## Your goal
Please rewrite the text lines of the entries below, swapping "steel pylon crossarm" for "lattice tower crossarm" and changing nothing else. Leave the pictures out of your answer.

## Records for this task
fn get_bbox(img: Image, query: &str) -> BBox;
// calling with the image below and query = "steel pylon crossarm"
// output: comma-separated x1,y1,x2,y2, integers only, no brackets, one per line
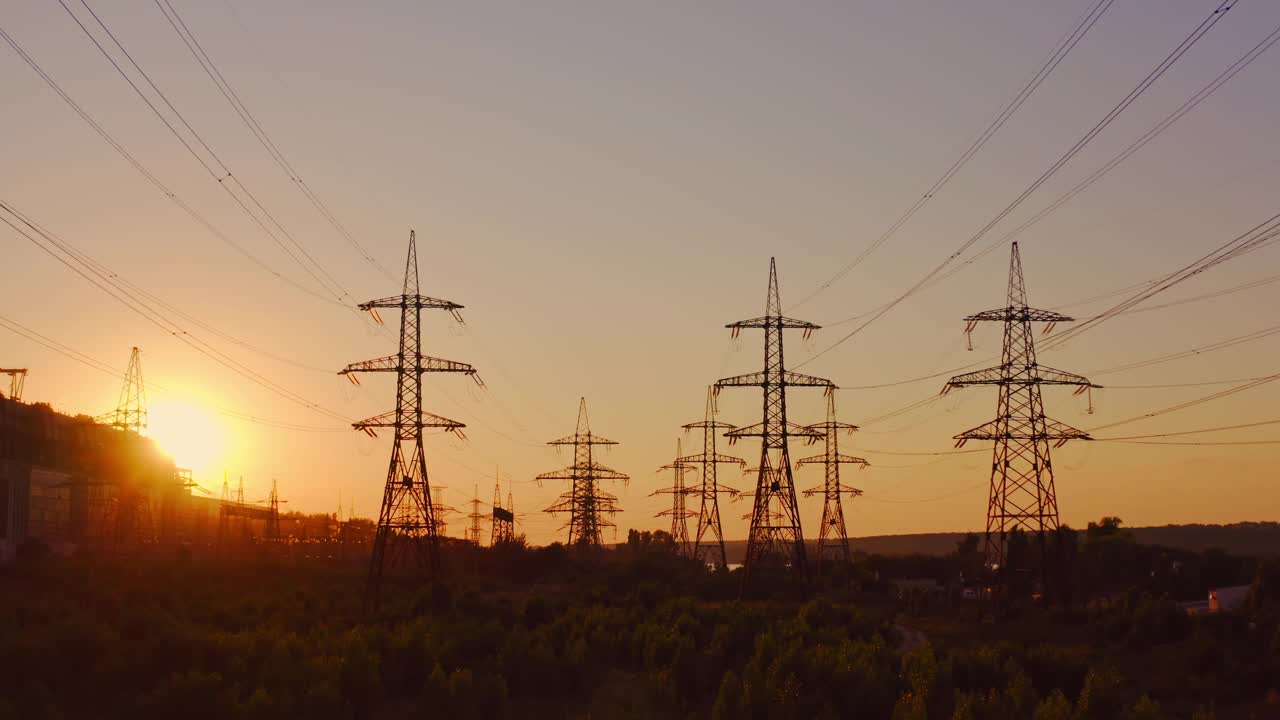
716,370,836,389
796,454,870,468
535,461,631,483
351,410,466,430
942,242,1100,591
716,259,835,587
338,355,479,382
338,231,479,609
965,307,1075,323
955,416,1093,447
535,398,628,547
358,295,465,311
943,365,1102,392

## Written response
fn get_bbox(img: Image, query: &str) -> BBox;
// calling with the image below and query = "lattice tower crossarm"
// output: comma-separated x1,y1,x2,y2, integers only, no brackets, one per line
716,370,836,389
796,454,870,468
535,461,631,483
351,410,466,430
942,242,1100,591
716,259,835,587
338,355,479,382
338,231,479,609
965,307,1075,323
955,416,1093,447
535,398,628,547
358,295,465,311
943,365,1102,392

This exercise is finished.